M. Lavigne: J'allais poser ma question à M. Boyd. Vous
êtes sans doute au courant, M. Boyd, qu'on a vécu cette semaine
une commission parlementaire sur le projet de loi 69, sur l'environnement. Dans
la loi, on sait qu'il y a un article qui parle d'étude d'impact. On
obligera par cette loi toutes les sociétés, les entreprises
privées ou même gouvernementales, à des études
d'impact avant l'implantation d'un nouveau barrage, d'une ligne
hydroélectrique ou quelque projet que ce soit. On ajoute même,
remarquez que c'est toujours à l'état de projet de loi, ce n'est
pas encore une loi, qu'il peut y avoir des amendements d'ici à ce qu'il
soit adopté et devienne loi. Il est même question dans le projet
de loi que les citoyens de la localité qui pourront être
concernés par le projet aient le droit d'assister aux séances
d'études d'impact. J'aimerais savoir ce que vous en pensez.
Le Président (M. Dussault): M. Boyd, si vous permettez,
avant de répondre à la question, il serait peut-être
intéressant, pour l'assistance en tout cas, de savoir que, par une
convention établie entre les parties avant qu'on aille dîner, il a
été convenu que nous pourrions nous rendre jusqu'à 18 h 30
plutôt que de revenir après le souper. C'est pour cette raison que
je laisse passer 18 heures.
M. Boyd?
M. Boyd: Excusez-moi. M. Boulanger va répondre à
cette question puisqu'il a assisté et était notre
représentant à la commission sur l'environnement.

* Liste des enregistrements *
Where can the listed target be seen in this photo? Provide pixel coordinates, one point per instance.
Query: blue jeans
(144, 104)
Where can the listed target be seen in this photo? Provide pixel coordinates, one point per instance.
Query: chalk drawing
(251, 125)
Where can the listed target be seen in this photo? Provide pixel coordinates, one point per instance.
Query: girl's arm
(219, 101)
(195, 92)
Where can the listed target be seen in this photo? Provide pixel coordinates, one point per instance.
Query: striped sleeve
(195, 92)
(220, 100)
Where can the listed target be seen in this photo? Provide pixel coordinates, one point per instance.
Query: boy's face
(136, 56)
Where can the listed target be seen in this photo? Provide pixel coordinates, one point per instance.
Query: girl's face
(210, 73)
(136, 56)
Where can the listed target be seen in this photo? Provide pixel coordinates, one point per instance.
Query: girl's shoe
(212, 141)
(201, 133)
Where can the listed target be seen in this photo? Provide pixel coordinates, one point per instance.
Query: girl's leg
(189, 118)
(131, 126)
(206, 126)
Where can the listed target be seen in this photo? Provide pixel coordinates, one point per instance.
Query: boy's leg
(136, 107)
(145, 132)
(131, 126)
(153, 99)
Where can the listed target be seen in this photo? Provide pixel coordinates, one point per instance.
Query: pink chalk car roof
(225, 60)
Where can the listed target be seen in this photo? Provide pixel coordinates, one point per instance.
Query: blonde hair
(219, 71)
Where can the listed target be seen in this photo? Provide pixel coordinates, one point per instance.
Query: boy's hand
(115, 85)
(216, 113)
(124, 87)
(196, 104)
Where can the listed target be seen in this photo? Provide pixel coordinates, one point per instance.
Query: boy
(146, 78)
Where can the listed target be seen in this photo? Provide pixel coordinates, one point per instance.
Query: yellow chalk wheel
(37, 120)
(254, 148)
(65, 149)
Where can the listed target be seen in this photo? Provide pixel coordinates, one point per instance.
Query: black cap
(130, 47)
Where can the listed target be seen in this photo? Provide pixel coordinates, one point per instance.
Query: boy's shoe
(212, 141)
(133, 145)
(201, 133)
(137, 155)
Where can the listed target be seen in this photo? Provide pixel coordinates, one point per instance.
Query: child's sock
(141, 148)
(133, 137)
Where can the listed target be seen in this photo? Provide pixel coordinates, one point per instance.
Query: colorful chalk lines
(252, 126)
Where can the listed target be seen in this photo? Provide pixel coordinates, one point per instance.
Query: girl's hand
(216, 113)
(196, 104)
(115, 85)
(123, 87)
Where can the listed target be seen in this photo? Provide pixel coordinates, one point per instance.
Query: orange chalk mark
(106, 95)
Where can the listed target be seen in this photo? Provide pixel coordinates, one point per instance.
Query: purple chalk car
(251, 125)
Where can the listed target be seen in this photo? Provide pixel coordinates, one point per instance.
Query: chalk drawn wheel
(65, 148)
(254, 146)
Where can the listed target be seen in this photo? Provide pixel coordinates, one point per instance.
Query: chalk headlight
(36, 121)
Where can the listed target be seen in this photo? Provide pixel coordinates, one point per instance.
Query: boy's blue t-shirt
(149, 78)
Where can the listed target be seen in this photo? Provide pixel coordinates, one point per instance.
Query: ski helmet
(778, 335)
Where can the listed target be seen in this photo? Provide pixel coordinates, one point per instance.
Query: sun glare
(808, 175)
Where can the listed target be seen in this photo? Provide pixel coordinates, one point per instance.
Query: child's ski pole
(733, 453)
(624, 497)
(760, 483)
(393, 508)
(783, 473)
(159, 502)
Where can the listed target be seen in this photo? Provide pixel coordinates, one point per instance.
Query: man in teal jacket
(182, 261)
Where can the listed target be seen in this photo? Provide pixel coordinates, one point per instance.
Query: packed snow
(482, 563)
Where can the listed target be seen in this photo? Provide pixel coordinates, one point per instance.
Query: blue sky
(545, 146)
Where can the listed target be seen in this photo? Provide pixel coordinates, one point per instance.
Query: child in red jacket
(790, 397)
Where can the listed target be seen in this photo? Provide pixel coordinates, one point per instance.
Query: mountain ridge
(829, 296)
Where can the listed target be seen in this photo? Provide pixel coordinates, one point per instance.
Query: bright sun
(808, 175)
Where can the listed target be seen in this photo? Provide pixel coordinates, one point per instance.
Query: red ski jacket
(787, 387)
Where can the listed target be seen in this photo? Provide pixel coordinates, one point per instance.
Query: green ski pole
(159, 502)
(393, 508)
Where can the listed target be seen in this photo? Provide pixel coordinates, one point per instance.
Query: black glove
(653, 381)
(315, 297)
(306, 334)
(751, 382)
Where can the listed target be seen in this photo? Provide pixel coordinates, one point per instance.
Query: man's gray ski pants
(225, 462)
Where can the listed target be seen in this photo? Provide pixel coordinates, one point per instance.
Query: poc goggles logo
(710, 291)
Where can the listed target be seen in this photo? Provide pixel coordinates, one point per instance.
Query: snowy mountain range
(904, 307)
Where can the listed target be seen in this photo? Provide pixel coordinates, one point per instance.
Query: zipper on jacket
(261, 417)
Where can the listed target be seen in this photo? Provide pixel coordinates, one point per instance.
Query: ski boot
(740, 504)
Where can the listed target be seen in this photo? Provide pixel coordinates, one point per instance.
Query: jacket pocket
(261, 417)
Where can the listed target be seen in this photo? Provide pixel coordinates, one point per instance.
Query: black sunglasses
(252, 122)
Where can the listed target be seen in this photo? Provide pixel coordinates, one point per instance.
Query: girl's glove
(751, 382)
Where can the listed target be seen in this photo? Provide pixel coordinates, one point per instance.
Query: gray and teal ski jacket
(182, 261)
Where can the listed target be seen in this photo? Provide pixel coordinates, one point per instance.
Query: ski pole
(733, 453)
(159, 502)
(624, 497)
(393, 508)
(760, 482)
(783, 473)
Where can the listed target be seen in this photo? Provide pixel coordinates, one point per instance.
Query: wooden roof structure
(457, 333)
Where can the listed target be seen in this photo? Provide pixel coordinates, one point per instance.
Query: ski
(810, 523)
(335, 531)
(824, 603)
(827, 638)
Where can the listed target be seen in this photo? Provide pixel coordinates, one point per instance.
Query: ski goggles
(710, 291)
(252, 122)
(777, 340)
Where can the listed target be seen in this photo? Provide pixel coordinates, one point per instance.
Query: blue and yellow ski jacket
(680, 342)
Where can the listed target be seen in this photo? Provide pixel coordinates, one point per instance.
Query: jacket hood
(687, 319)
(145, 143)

* Travail demandé *
1 > Recopiez sans modification, dans l'extrait cité, le passage allant de « Le Président (M. » jusqu'à « commission sur l'environnement. ».
2 > Répondez aux questions suivantes à partir de l'extrait cité.
(a) Quel numéro porte le projet de loi sur l'environnement examiné en commission parlementaire cette semaine-là ?
(b) Jusqu'à quelle heure les parties ont-elles convenu de poursuivre plutôt que de revenir après le souper ?
(c) Quelle personne M. Boyd désigne-t-il pour répondre à la question ?
Les enregistrements n'interviennent d'aucune façon ici.

* Réponses dans l'ordre *
1 >
Le Président (M. Dussault): M. Boyd, si vous permettez,
avant de répondre à la question, il serait peut-être
intéressant, pour l'assistance en tout cas, de savoir que, par une
convention établie entre les parties avant qu'on aille dîner, il a
été convenu que nous pourrions nous rendre jusqu'à 18 h 30
plutôt que de revenir après le souper. C'est pour cette raison que
je laisse passer 18 heures.
M. Boyd?
M. Boyd: Excusez-moi. M. Boulanger va répondre à
cette question puisqu'il a assisté et était notre
représentant à la commission sur l'environnement.

2 >
(a) Le projet de loi 69.
(b) Jusqu'à 18 h 30.
(c) M. Boulanger.